--- START Supplied information ---

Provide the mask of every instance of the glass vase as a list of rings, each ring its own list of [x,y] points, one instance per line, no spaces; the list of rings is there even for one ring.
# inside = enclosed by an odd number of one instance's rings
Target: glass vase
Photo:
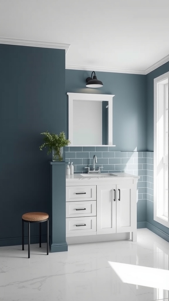
[[[63,161],[63,147],[53,147],[52,161],[59,162]]]

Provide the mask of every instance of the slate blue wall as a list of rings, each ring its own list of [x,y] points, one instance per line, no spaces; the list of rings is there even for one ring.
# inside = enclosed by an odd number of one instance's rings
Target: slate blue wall
[[[50,210],[40,133],[65,131],[65,51],[1,44],[0,61],[0,245],[9,245],[21,244],[23,213]]]

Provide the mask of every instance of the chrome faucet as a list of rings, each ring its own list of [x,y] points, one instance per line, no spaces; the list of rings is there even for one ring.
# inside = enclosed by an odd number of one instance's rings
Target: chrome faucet
[[[95,163],[97,163],[97,158],[95,155],[94,155],[93,156],[93,171],[95,170],[95,166],[94,166],[95,161]]]

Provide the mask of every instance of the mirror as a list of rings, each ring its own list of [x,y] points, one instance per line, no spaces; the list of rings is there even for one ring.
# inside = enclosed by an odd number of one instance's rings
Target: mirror
[[[112,100],[114,95],[67,94],[69,139],[71,146],[112,145]]]

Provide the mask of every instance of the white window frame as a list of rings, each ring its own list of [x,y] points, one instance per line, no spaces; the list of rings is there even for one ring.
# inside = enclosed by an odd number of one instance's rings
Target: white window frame
[[[165,148],[165,139],[164,135],[161,135],[160,127],[164,127],[165,122],[165,113],[166,108],[165,104],[165,91],[167,82],[168,86],[169,83],[169,72],[167,72],[160,76],[154,79],[154,219],[155,221],[169,228],[169,211],[164,213],[164,198],[159,197],[160,195],[159,189],[163,189],[161,195],[164,195],[165,188],[164,183],[163,185],[160,186],[157,181],[159,171],[164,170],[165,164],[168,165],[168,155],[162,152],[160,149],[160,145],[163,145],[163,151]],[[161,95],[163,98],[164,102],[159,99]],[[161,112],[162,112],[161,114]],[[161,116],[161,121],[160,116]],[[161,116],[162,116],[161,119]],[[163,116],[163,117],[162,116]],[[168,138],[168,124],[167,124]],[[163,124],[163,125],[161,125]],[[161,157],[161,153],[163,156]],[[159,154],[160,153],[160,154]],[[159,157],[160,157],[159,158]],[[159,163],[159,162],[160,163]],[[167,182],[168,183],[168,175]],[[161,186],[162,187],[161,187]],[[168,207],[169,198],[168,197]],[[167,206],[165,206],[166,208]]]

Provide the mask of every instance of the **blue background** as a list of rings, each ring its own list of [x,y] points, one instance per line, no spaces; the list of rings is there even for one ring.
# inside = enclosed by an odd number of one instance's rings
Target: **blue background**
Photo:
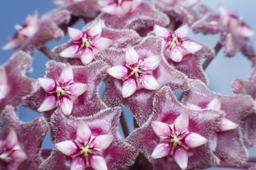
[[[256,2],[254,0],[202,0],[203,2],[209,5],[211,8],[217,10],[217,6],[219,3],[222,4],[230,11],[235,12],[236,14],[244,17],[245,21],[250,24],[253,28],[256,28],[255,19],[255,9]],[[14,26],[15,24],[22,24],[27,14],[34,14],[37,10],[39,14],[52,10],[56,6],[50,1],[46,0],[8,0],[3,1],[0,6],[0,46],[4,45],[7,42],[7,38],[14,33]],[[83,22],[78,22],[75,27],[82,28]],[[214,47],[219,38],[219,35],[194,35],[190,33],[190,37],[208,44],[210,46]],[[57,42],[49,43],[47,45],[50,48],[54,47],[58,44],[61,44],[66,42],[69,38],[66,37],[64,39]],[[252,39],[254,45],[256,46],[256,39]],[[6,62],[9,57],[11,55],[12,51],[2,51],[0,50],[0,64]],[[34,62],[33,67],[34,71],[30,75],[34,78],[43,77],[45,74],[45,63],[47,58],[38,52]],[[210,80],[210,88],[222,94],[232,94],[230,90],[231,81],[235,78],[246,79],[252,69],[250,63],[248,60],[243,57],[241,53],[238,53],[235,57],[227,58],[222,55],[222,50],[218,53],[218,57],[211,63],[210,67],[206,70],[206,74]],[[36,69],[35,69],[36,68]],[[129,121],[130,129],[133,128],[133,121],[131,113],[129,110],[125,109],[126,113],[126,118]],[[23,121],[30,121],[36,117],[40,115],[28,109],[20,108],[20,118]],[[47,134],[44,142],[44,148],[50,148],[53,144],[50,140],[50,135]],[[254,149],[250,149],[250,155],[256,156]],[[216,168],[211,168],[216,169]],[[221,169],[221,168],[219,168]]]

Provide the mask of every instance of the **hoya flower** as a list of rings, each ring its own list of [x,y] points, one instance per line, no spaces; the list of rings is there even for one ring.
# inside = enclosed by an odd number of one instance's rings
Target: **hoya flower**
[[[164,86],[154,97],[150,118],[127,140],[155,169],[206,168],[219,162],[207,141],[222,116],[220,111],[186,109]]]
[[[99,0],[98,5],[102,12],[120,17],[134,11],[142,2],[142,0]]]
[[[183,56],[198,52],[202,45],[187,38],[189,27],[185,25],[172,32],[168,29],[154,26],[154,33],[165,40],[165,54],[175,62],[180,62]]]
[[[26,77],[31,71],[31,56],[18,51],[0,66],[0,112],[7,105],[16,107],[32,90],[32,80]]]
[[[109,106],[126,105],[142,125],[152,109],[155,89],[164,85],[184,89],[187,77],[166,62],[162,38],[145,38],[133,49],[109,49],[96,57],[110,65],[107,69],[110,76],[105,79],[105,103]]]
[[[98,90],[107,67],[103,61],[71,66],[50,61],[46,64],[46,78],[38,79],[38,85],[34,85],[24,105],[46,112],[47,117],[55,108],[60,108],[66,115],[81,117],[95,113],[106,107],[98,96]]]
[[[199,81],[190,81],[190,91],[184,97],[184,103],[193,109],[217,109],[225,112],[225,118],[218,126],[216,135],[209,141],[211,148],[225,161],[239,165],[248,159],[243,139],[244,120],[253,114],[254,104],[249,96],[222,96],[210,91]],[[191,105],[192,104],[192,105]],[[234,140],[230,140],[232,138]],[[245,140],[245,142],[246,142]],[[233,151],[233,152],[230,152]]]
[[[134,163],[137,151],[121,140],[118,108],[92,117],[66,117],[57,111],[50,120],[55,147],[42,169],[117,169]]]
[[[0,113],[0,169],[38,169],[40,148],[48,125],[43,118],[23,123],[14,108],[7,105]]]

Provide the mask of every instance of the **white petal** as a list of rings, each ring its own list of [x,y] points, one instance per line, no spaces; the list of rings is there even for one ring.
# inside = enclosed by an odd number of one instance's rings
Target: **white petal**
[[[165,27],[162,27],[158,25],[154,26],[154,33],[159,37],[167,38],[170,36],[170,30]]]
[[[54,96],[49,96],[42,101],[40,107],[38,109],[39,113],[51,110],[56,107],[57,99]]]
[[[186,169],[188,154],[184,148],[179,148],[176,149],[174,152],[174,160],[181,169]]]
[[[60,107],[66,115],[70,115],[73,109],[73,101],[67,97],[62,97],[60,100]]]
[[[51,78],[38,78],[38,82],[46,92],[50,92],[56,88],[56,82]]]
[[[84,121],[79,121],[77,128],[77,136],[80,141],[89,140],[91,136],[91,131]]]
[[[112,135],[99,135],[94,140],[94,147],[98,151],[102,151],[107,148],[113,140]]]
[[[182,43],[183,47],[186,49],[187,53],[194,53],[202,49],[202,46],[192,41],[185,41]]]
[[[175,30],[175,34],[178,38],[186,38],[189,33],[189,26],[184,25]]]
[[[133,47],[129,47],[126,51],[126,61],[130,65],[135,64],[138,61],[138,54]]]
[[[93,155],[90,159],[90,164],[94,170],[107,170],[106,161],[102,156]]]
[[[190,148],[194,148],[198,146],[201,146],[201,145],[206,144],[207,140],[198,133],[190,132],[190,134],[186,136],[185,143]]]
[[[78,40],[83,36],[82,31],[75,28],[68,27],[67,31],[72,40]]]
[[[238,127],[238,125],[236,123],[234,123],[226,118],[223,118],[218,125],[218,128],[221,132],[233,130],[233,129],[237,128]]]
[[[122,66],[122,65],[116,65],[114,67],[111,67],[106,69],[106,72],[110,76],[117,78],[117,79],[122,79],[123,77],[125,77],[127,74],[127,69],[125,66]]]
[[[137,89],[137,84],[135,80],[132,78],[129,78],[126,81],[124,81],[122,89],[122,97],[128,97],[131,96]]]
[[[158,137],[166,139],[169,134],[171,134],[171,129],[168,124],[161,121],[152,121],[151,127]]]
[[[180,114],[174,121],[174,129],[178,132],[183,132],[189,128],[190,116],[187,113]]]
[[[161,59],[160,56],[146,57],[141,64],[141,67],[144,70],[154,70],[159,65]]]
[[[59,55],[62,57],[76,57],[76,53],[78,52],[78,45],[72,45],[62,51]]]
[[[222,101],[220,97],[216,97],[212,100],[208,105],[207,109],[220,110],[222,109]]]
[[[62,71],[61,75],[58,78],[58,81],[61,84],[66,84],[73,81],[74,74],[72,68],[70,65],[67,65]]]
[[[77,152],[77,145],[72,140],[65,140],[55,144],[55,148],[64,155],[71,156]]]
[[[146,89],[158,89],[160,85],[155,78],[150,74],[142,75],[140,77],[142,86]]]
[[[73,96],[78,97],[82,95],[87,89],[87,85],[84,83],[73,83],[70,87],[68,91],[71,93]]]
[[[159,143],[158,145],[154,148],[151,157],[153,159],[158,159],[162,157],[165,157],[170,154],[171,147],[170,144],[168,143]]]

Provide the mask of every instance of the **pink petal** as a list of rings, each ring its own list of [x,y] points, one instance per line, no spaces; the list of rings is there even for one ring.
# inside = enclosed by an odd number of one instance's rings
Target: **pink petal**
[[[122,97],[128,97],[131,96],[137,89],[137,84],[134,79],[129,78],[124,81],[122,89]]]
[[[105,49],[111,45],[113,41],[106,38],[99,38],[94,42],[94,45],[98,49]]]
[[[183,132],[189,128],[190,116],[187,113],[179,115],[174,121],[174,129],[178,132]]]
[[[158,89],[160,88],[160,85],[152,75],[142,75],[140,81],[142,86],[146,89]]]
[[[185,41],[182,45],[186,49],[187,53],[194,53],[202,49],[202,45],[190,40]]]
[[[201,146],[202,144],[206,144],[207,140],[204,136],[202,136],[201,135],[199,135],[198,133],[190,132],[190,134],[186,136],[185,143],[190,148],[194,148],[198,146]]]
[[[67,97],[62,97],[60,100],[60,107],[66,115],[70,115],[73,109],[73,101]]]
[[[171,149],[171,146],[170,144],[162,142],[158,144],[158,145],[154,148],[151,157],[153,159],[162,158],[170,154]]]
[[[70,65],[67,65],[62,71],[61,75],[58,78],[58,81],[61,84],[68,83],[74,79],[74,74],[72,68]]]
[[[83,36],[83,32],[75,28],[68,27],[67,31],[72,40],[81,39]]]
[[[189,33],[189,26],[184,25],[175,30],[175,34],[178,38],[186,38]]]
[[[122,79],[123,77],[125,77],[127,74],[127,69],[125,66],[122,66],[122,65],[116,65],[114,67],[111,67],[106,69],[106,72],[110,76],[117,78],[117,79]]]
[[[182,169],[186,169],[188,162],[188,154],[186,151],[179,148],[174,152],[174,160]]]
[[[93,155],[90,159],[90,164],[94,170],[107,170],[104,158],[99,155]]]
[[[51,78],[38,78],[38,82],[46,92],[50,92],[56,88],[56,82]]]
[[[113,140],[112,135],[99,135],[94,140],[94,147],[98,151],[102,151],[107,148]]]
[[[78,45],[72,45],[62,51],[59,55],[62,57],[76,57],[76,53],[78,52]]]
[[[91,131],[84,121],[78,123],[77,136],[80,141],[88,141],[91,136]]]
[[[171,129],[168,124],[161,121],[152,121],[151,127],[158,137],[166,139],[168,135],[171,134]]]
[[[126,51],[126,64],[132,65],[138,61],[138,54],[133,47],[129,47]]]
[[[72,140],[65,140],[55,144],[55,148],[66,156],[72,156],[78,150],[77,145]]]
[[[12,149],[18,144],[18,137],[14,129],[10,129],[6,138],[6,147],[8,149]]]
[[[84,170],[86,163],[82,157],[78,156],[71,162],[70,170]]]
[[[221,132],[233,130],[238,127],[238,125],[234,123],[229,119],[223,118],[219,123],[218,128]]]
[[[161,59],[160,56],[146,57],[141,64],[141,67],[145,70],[154,70],[159,65]]]
[[[86,49],[81,55],[81,61],[83,65],[88,65],[93,61],[94,56],[94,52],[89,49]]]
[[[46,98],[41,104],[40,107],[38,109],[38,111],[42,113],[54,109],[56,107],[56,97],[53,95],[46,97]]]
[[[154,33],[162,38],[168,38],[170,36],[170,30],[165,27],[155,25],[154,26]]]
[[[73,83],[69,87],[68,91],[71,93],[73,96],[78,97],[82,95],[87,89],[87,85],[84,83]]]

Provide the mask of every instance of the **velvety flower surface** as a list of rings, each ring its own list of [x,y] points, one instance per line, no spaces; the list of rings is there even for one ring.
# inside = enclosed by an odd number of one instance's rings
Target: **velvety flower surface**
[[[162,52],[162,38],[147,37],[133,48],[98,53],[97,57],[111,66],[105,79],[103,101],[111,106],[126,105],[138,123],[144,123],[151,110],[154,89],[163,85],[174,89],[186,88],[186,77],[167,65]]]
[[[27,17],[22,26],[15,26],[17,33],[2,49],[18,49],[34,54],[35,49],[64,36],[58,26],[67,22],[70,15],[67,10],[54,10],[38,19],[38,14],[36,12],[34,15]]]
[[[43,118],[23,123],[7,105],[0,114],[0,168],[38,169],[41,145],[48,130]]]
[[[210,91],[199,81],[190,81],[190,92],[184,97],[184,103],[193,109],[217,109],[226,113],[213,136],[212,149],[225,161],[241,164],[246,161],[248,152],[244,142],[246,132],[243,129],[245,120],[252,115],[254,102],[249,96],[222,96]],[[198,109],[197,109],[198,108]],[[239,126],[239,127],[238,127]],[[230,138],[234,140],[230,140]]]
[[[118,17],[113,14],[103,14],[100,18],[110,27],[136,30],[152,27],[154,24],[166,26],[170,22],[166,14],[154,9],[150,3],[146,2],[142,2],[134,11],[124,16]]]
[[[26,77],[31,71],[31,56],[18,51],[0,67],[0,111],[7,105],[18,106],[31,92],[32,80]]]
[[[55,149],[42,169],[115,169],[132,164],[137,152],[118,134],[120,114],[118,108],[81,118],[57,111],[50,121]]]
[[[162,87],[154,100],[153,113],[127,141],[142,152],[156,169],[206,168],[218,164],[207,143],[223,113],[194,111]]]
[[[68,32],[72,40],[55,47],[54,51],[72,64],[86,65],[93,61],[95,53],[100,50],[109,47],[124,48],[140,39],[135,31],[109,29],[104,26],[100,19],[88,23],[83,30],[69,28]],[[62,61],[58,57],[56,59]]]
[[[100,61],[86,66],[70,66],[50,61],[46,64],[46,78],[38,80],[24,104],[40,112],[50,110],[46,115],[50,115],[56,107],[60,107],[66,115],[95,113],[106,107],[99,99],[98,89],[107,67]]]

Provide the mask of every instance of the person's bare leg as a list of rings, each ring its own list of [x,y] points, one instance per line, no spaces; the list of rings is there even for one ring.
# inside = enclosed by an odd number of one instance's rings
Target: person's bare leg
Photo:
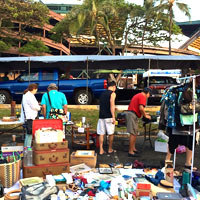
[[[99,154],[103,154],[103,140],[104,140],[104,135],[99,135]]]
[[[130,134],[129,139],[129,153],[134,154],[135,149],[135,143],[136,143],[136,135]]]
[[[172,157],[172,154],[169,152],[169,149],[168,149],[168,152],[167,152],[165,160],[170,160],[171,157]]]
[[[186,147],[186,162],[185,162],[185,165],[186,166],[191,166],[191,162],[192,162],[192,151],[189,150]]]
[[[113,144],[113,138],[114,135],[109,135],[109,147],[108,147],[108,153],[112,153],[113,152],[113,148],[112,148],[112,144]]]

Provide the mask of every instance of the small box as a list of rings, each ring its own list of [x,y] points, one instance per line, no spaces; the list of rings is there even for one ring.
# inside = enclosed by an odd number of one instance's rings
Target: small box
[[[93,156],[75,156],[76,152],[72,152],[71,156],[70,156],[70,165],[78,165],[81,163],[85,163],[86,165],[88,165],[91,168],[95,168],[96,167],[96,162],[97,162],[97,154],[94,153]]]
[[[33,142],[33,148],[36,151],[67,149],[68,148],[68,141],[65,140],[63,142],[39,143],[39,144]]]
[[[35,165],[46,165],[69,162],[69,149],[33,151],[33,162]]]
[[[7,144],[2,144],[1,146],[1,152],[3,156],[11,156],[13,155],[13,152],[18,152],[19,155],[23,157],[23,150],[24,150],[23,143],[17,143],[16,146],[7,146]]]
[[[69,173],[69,163],[56,163],[50,165],[33,165],[33,166],[23,166],[23,178],[28,177],[43,177],[46,175],[58,175],[62,173]]]
[[[155,151],[167,153],[168,152],[168,143],[155,141]]]

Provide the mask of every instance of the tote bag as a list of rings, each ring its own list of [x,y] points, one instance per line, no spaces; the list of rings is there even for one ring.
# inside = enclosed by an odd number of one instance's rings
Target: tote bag
[[[2,153],[1,158],[4,158]],[[0,164],[0,179],[1,184],[9,188],[20,179],[21,157],[18,152],[13,152],[13,161]]]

--- END Supplied information ---

Problem statement: Please write out again the lines above, starting with the line containing "Provide the mask of every instance of the chrome" and ending with the line containing "[[[112,100],[114,95],[67,94],[69,139],[71,146],[112,145]]]", and shift every point coordinate in their answers by adding 90 to each number. Give only those lines.

Written response:
Provide the mask of every instance of the chrome faucet as a list of rings, each ring its own list of [x,y] points, one instance per line, no spaces; the list of rings is there even for one ring.
# inside = enclosed by an odd number of one instance's rings
Target: chrome faucet
[[[185,253],[187,253],[187,248],[185,245],[184,245],[183,246],[183,261],[185,260],[185,256],[184,256],[185,251]]]

Provide the mask of every instance of the mirror as a list of rings, each ring its own list of [x,y] points, one instance per line, no spaces; the list of rings is there even for one ring.
# inside = enclosed by an odd number of one instance's rings
Target: mirror
[[[202,190],[204,185],[157,184],[159,229],[161,236],[202,235]]]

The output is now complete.